**課題:** 以下にある映画『モテキ』を論じた文章を、最後の一文の直後から引き継いで書き進めてください。

「モテキ」に乗り切れないという健全さ——映画「モテキ」

 原作単行本の刊行開始からもう2年半が経つ。思えばずいぶん長いこと「モテキ」のことを考え続けてきたなと思う。単行本が出たといえばつぶやき、連載が完結したといったらラストに悩み、ドラマ化されるといったら笑ったり泣いたり忙しく感情を動かしたりと、何かあるたびに「モテキ」のことで頭を悩ませていた気がする。

 そして今年、おそらく最後の物語になるであろう、映画「モテキ」が公開された。普段映画など滅多に見ない私だが、これに関してはなんとしても見なくてはならない。公開週の週末に映画館へ行き、満員御礼のスクリーンで鑑賞し、その後いっしょに見た人と3時間近く話し、さらにはTwitterでもぼそぼそと感じたところをPostし続けていた。そんなところで、たまたますごく面白いエントリーを目にした。それがこのエントリーだ。

モテキ/和製「(500)日のサマー」

**提供データ:**

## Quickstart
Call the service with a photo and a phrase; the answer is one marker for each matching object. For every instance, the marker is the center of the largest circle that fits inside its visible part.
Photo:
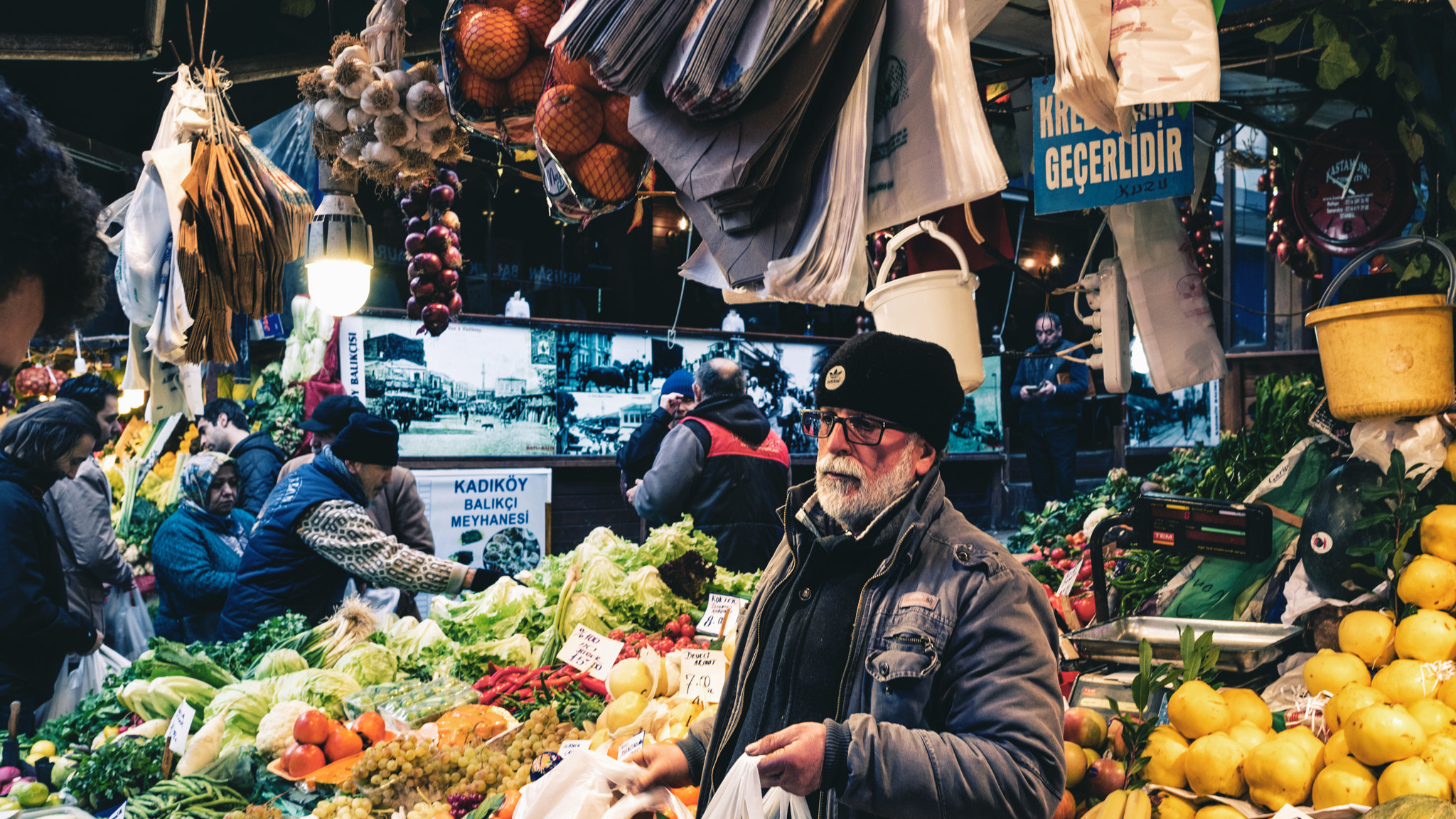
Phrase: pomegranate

**出力:**
描かれる恋愛の青臭さと、主人公らの設定年齢がちょっと合わないようにも思うわけです。でも、これがいいのかなー。30代でも、恋愛ってこんなものなのかなー。

モテキ/和製「(500)日のサマー」”より

 この指摘はまっとうだ。あまりにまっとうすぎて、実はこれまで「モテキ」について私がいろいろな人と語ってきた中で、誰も一度も指摘してこなかった。しかし、この感覚こそが、「モテキ」という作品の強烈な引力を説明するのに必要なものなのだ。

 このエントリーを書いた人は、冒頭で原作もドラマも未見のまま、あくまで映画単体でのレビューであることを前置きしていることからもわかるとおり、おそらく「非モテ」のような文化にあまり興味を持っていないのだろう。というよりも、関心を抱かずに生きてこれたんじゃないかと思う。ギクシャクした思春期や、その後の青年期を通じて、悩みつつも着実に恋愛や人間関係の経験を積んで、ちゃんと大人になったんだろう。知らない人の人生を勝手に推測して申し訳ないのだけど。そうでないと、この感想は出てこないはずだ。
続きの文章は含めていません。